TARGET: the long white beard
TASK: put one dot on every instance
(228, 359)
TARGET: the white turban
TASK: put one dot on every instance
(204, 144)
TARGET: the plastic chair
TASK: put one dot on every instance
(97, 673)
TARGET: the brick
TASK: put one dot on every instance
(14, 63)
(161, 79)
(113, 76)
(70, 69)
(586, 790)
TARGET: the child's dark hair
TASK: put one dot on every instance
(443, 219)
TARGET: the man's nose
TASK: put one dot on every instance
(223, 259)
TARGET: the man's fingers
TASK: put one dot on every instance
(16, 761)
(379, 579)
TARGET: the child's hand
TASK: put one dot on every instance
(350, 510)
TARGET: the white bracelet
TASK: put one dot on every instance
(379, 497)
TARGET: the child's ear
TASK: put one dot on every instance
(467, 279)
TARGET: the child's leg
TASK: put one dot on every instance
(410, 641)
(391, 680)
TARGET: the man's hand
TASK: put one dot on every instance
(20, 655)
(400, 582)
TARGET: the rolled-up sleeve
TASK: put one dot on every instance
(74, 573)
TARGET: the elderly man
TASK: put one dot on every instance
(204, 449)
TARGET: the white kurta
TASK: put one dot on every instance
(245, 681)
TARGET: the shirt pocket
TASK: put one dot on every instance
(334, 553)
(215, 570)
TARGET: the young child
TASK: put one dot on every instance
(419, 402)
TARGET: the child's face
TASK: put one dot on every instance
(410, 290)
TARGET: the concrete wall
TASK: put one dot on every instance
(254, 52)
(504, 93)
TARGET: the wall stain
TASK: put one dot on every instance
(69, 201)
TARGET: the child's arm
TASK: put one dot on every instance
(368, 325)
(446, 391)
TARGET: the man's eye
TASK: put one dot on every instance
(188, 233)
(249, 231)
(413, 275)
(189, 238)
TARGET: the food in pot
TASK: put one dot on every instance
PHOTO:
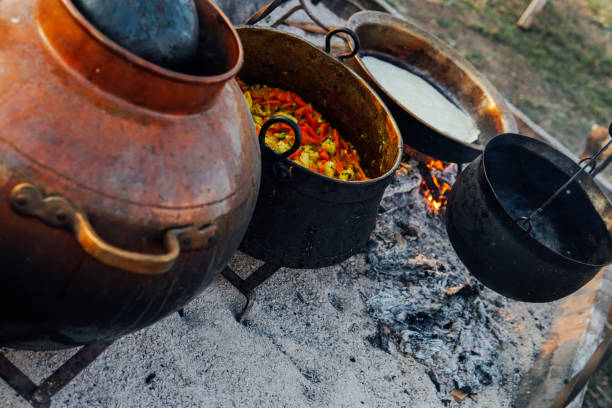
(322, 150)
(423, 100)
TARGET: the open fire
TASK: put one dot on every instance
(434, 187)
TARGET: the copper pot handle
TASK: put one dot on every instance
(56, 211)
(282, 171)
(353, 35)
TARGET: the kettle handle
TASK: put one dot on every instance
(281, 170)
(356, 43)
(56, 211)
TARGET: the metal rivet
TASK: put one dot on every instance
(21, 200)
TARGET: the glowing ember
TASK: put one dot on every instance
(433, 188)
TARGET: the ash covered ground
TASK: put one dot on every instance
(428, 306)
(399, 325)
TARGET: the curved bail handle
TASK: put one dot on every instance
(595, 169)
(296, 131)
(264, 12)
(58, 212)
(351, 33)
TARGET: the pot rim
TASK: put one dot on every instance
(376, 17)
(132, 58)
(521, 140)
(400, 150)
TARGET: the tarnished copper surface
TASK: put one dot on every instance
(407, 43)
(136, 148)
(312, 220)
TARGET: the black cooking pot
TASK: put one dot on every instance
(303, 219)
(567, 243)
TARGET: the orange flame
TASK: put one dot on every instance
(435, 200)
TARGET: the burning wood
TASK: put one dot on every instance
(434, 187)
(427, 305)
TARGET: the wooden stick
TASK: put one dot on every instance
(530, 12)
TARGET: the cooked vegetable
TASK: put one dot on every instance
(322, 150)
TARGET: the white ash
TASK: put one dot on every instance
(428, 305)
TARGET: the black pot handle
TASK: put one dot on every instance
(280, 169)
(351, 33)
(287, 121)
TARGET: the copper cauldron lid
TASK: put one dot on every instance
(417, 50)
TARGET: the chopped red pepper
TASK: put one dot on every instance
(320, 142)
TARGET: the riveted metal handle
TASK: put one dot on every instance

Task description: Once you have checked each line above for the string "copper", state how many lines contain it and add nothing more.

Result: 3